━━ SOURCE EXCERPT
Question

what is the integral of 5sinh((x/3) - ln(2)) dx?

Answer 1

\[\Large \int\limits 5\sinh\left(\frac{x}{3}-\ln2\right)\; dx\]This?

Answer 2

Do you remember this integral by change?\[\Large \int\limits \sinh x\;dx\]

Answer 3

coshx.. can you show the steps

Answer 4

yes you typed it correctly :)

Answer 5

We have a coefficient of 1/3 attached to our x.
So, the only difference between our integral and the other integral I listed will be that we need to divide by that coefficient when we integrate.

We can do a u-sub if that's too confusing though :)

Answer 6

soo ... sinh(u) dx.... u = ((x/3)-ln(2))... what is the du?
━━━━
### DIRECTION
Copy a passage from the integral thread word for word, beginning at the words "We have a coefficient" and stopping after "what is the du?". These entries were taken from a different source.
━━ INFORMATION SUPPLIED
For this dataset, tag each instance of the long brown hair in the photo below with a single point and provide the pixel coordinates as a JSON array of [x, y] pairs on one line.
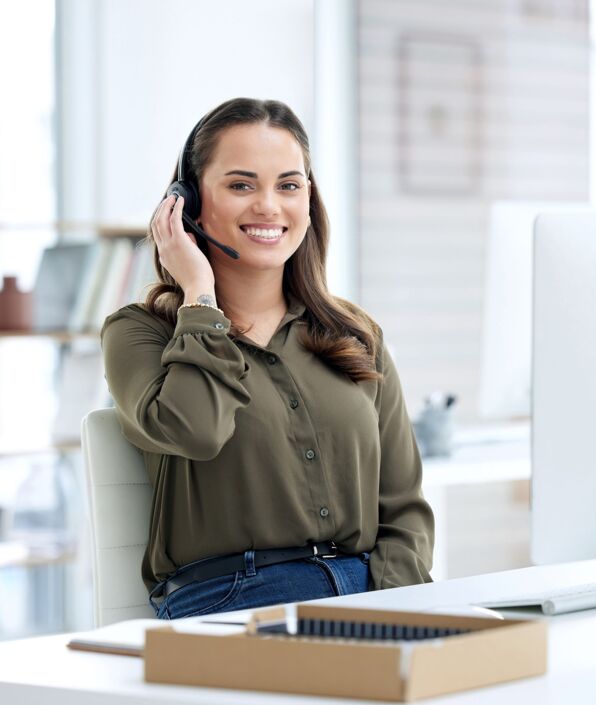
[[338, 332]]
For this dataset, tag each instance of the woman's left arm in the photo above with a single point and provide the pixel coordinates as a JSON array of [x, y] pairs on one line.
[[403, 551]]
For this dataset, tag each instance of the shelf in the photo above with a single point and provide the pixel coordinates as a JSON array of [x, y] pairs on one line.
[[66, 447], [16, 554], [60, 336]]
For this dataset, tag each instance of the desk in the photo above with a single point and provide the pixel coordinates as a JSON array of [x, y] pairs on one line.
[[503, 456], [42, 671]]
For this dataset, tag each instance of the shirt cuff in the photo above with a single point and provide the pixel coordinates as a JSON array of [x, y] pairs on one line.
[[201, 319]]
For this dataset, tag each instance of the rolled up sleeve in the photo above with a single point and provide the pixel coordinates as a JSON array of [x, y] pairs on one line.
[[403, 551], [177, 393]]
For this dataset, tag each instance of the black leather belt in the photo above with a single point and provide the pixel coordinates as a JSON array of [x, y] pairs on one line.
[[225, 565]]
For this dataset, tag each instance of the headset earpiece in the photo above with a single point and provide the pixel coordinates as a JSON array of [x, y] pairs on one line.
[[184, 187], [192, 202]]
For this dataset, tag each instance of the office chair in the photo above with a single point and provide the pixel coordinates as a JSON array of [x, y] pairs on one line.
[[119, 498]]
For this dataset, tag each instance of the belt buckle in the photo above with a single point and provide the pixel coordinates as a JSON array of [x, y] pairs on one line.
[[326, 555]]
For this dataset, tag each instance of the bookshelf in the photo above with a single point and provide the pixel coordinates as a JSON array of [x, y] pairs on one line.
[[56, 363]]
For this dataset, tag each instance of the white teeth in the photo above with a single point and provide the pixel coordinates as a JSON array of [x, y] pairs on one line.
[[268, 234]]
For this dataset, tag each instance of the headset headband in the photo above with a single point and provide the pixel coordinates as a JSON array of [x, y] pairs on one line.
[[188, 147]]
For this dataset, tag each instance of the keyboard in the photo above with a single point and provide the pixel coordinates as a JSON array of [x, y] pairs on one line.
[[571, 599]]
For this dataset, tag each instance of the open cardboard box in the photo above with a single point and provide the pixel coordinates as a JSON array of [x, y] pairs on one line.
[[492, 651]]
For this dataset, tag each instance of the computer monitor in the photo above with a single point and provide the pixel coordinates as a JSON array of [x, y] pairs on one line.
[[505, 376], [563, 514]]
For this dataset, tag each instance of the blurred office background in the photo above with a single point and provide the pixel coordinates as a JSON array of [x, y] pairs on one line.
[[438, 128]]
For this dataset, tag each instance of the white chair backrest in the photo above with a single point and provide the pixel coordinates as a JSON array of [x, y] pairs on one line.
[[119, 496]]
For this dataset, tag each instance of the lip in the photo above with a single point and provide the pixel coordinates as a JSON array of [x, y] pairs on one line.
[[266, 243], [264, 226]]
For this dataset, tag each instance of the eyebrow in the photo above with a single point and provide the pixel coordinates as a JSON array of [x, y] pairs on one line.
[[253, 175]]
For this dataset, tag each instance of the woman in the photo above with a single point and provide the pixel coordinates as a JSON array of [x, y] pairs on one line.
[[268, 411]]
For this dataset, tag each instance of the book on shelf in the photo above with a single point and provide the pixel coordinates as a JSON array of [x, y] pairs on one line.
[[106, 300], [91, 283], [117, 273], [60, 277]]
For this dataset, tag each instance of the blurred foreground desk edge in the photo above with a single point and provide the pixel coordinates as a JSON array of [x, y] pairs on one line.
[[43, 670]]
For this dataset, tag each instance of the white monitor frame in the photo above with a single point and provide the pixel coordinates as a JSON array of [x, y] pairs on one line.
[[563, 516], [505, 378]]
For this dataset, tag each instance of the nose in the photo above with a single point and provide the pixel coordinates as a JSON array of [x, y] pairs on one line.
[[266, 203]]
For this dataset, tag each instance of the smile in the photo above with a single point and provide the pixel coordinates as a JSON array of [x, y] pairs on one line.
[[264, 234]]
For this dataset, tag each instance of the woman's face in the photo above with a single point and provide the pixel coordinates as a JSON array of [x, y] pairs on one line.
[[255, 195]]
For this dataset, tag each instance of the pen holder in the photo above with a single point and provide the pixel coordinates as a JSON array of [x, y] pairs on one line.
[[434, 431], [16, 307]]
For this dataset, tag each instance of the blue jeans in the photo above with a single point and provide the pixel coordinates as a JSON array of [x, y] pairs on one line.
[[293, 581]]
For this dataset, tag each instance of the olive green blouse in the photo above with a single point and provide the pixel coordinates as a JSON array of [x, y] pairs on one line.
[[251, 448]]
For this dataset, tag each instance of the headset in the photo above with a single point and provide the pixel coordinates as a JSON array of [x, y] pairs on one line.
[[189, 190]]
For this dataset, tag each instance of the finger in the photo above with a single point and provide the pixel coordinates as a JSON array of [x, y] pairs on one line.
[[176, 225], [155, 221], [163, 218]]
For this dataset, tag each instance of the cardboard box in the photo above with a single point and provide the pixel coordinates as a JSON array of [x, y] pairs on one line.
[[493, 651]]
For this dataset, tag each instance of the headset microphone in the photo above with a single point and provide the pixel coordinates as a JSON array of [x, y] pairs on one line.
[[192, 201]]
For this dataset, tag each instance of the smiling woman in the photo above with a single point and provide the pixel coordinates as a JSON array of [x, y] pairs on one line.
[[268, 411]]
━━━━
### SOLUTION FOR THIS TASK
We have a coefficient of 1/3 attached to our x.
So, the only difference between our integral and the other integral I listed will be that we need to divide by that coefficient when we integrate.

We can do a u-sub if that's too confusing though :)

Answer 6

soo ... sinh(u) dx.... u = ((x/3)-ln(2))... what is the du?